Yerini nasıl tarif etsem bilemiyorum. Misafirlerimi davet ederken, tarif etmekte zorlanıyorum. "4 Levent'te Kemal Özkan Sünnet Sarayı'na giderken göreceksiniz" gibi bir cümle söylüyorum.
En iyisi ben size Le Cigare'ın telefon numarasını vereyim, açıp siz sorun. 2798698...
Hele ayağınız bir kere alışsın, yerini de öğrendiniz mi artık sık sık gitmek, misafirlerinizi ağırlamak istersiniz.

(Veri kümesi girdileri)
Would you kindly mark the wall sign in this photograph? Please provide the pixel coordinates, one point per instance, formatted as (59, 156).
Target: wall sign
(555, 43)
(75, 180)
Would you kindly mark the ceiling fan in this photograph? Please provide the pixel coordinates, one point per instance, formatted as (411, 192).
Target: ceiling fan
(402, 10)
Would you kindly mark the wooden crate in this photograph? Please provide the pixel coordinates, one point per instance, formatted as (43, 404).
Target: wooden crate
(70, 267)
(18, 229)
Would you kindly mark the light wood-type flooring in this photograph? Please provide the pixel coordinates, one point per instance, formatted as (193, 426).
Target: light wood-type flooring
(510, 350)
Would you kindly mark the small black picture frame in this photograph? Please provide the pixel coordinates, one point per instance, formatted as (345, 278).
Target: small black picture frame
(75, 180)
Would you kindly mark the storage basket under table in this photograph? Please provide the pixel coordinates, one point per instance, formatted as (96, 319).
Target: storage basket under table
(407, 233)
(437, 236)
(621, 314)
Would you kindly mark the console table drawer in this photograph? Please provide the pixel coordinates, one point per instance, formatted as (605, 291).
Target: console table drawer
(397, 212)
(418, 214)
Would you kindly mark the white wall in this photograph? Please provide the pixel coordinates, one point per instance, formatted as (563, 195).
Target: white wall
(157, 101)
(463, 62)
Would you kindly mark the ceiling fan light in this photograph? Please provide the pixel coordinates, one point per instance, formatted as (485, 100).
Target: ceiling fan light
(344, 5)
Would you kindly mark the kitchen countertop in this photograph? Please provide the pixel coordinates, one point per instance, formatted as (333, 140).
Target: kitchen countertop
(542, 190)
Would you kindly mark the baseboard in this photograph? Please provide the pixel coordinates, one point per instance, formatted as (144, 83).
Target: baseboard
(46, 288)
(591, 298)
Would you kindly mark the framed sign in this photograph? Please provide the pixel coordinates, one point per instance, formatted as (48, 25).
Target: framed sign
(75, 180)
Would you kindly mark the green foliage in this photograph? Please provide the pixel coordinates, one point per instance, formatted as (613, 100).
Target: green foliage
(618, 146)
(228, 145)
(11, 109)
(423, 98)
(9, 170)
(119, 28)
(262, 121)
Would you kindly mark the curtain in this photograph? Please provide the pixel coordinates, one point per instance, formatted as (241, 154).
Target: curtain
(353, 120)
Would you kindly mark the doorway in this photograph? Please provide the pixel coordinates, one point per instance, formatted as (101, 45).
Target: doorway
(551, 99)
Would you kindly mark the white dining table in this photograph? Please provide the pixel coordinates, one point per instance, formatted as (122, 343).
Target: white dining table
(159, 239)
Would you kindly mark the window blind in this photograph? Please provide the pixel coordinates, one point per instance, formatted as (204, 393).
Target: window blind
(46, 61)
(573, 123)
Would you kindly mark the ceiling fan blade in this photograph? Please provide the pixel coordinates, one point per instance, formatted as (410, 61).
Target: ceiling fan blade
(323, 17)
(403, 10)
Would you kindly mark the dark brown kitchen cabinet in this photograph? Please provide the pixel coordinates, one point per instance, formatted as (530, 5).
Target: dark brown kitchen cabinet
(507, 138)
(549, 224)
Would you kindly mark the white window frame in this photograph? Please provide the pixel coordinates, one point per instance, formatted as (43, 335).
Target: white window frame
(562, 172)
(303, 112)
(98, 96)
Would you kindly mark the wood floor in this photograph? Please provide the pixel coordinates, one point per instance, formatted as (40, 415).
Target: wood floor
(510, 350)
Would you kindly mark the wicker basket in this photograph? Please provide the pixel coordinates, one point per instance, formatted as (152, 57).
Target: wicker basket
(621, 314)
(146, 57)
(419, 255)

Yazılı görevler
• 1. Gösterilen metinde "En iyisi ben" sözcüklerinden başlayıp "misafirlerinizi ağırlamak istersiniz." sözcükleri de dahil olmak üzere uzanan bölümü, "misafirlerinizi" yerine "arkadaşlarınızı" koyarak yeniden yazın.
• 2. Gösterilen metinde yazar, misafirlerine yeri tarif ederken onların hangi yere giderken burayı göreceklerini söylüyor?

Yanıtlar
• 1.
En iyisi ben size Le Cigare'ın telefon numarasını vereyim, açıp siz sorun. 2798698...
Hele ayağınız bir kere alışsın, yerini de öğrendiniz mi artık sık sık gitmek, arkadaşlarınızı ağırlamak istersiniz.

• 2. 4 Levent'teki Kemal Özkan Sünnet Sarayı'na giderken.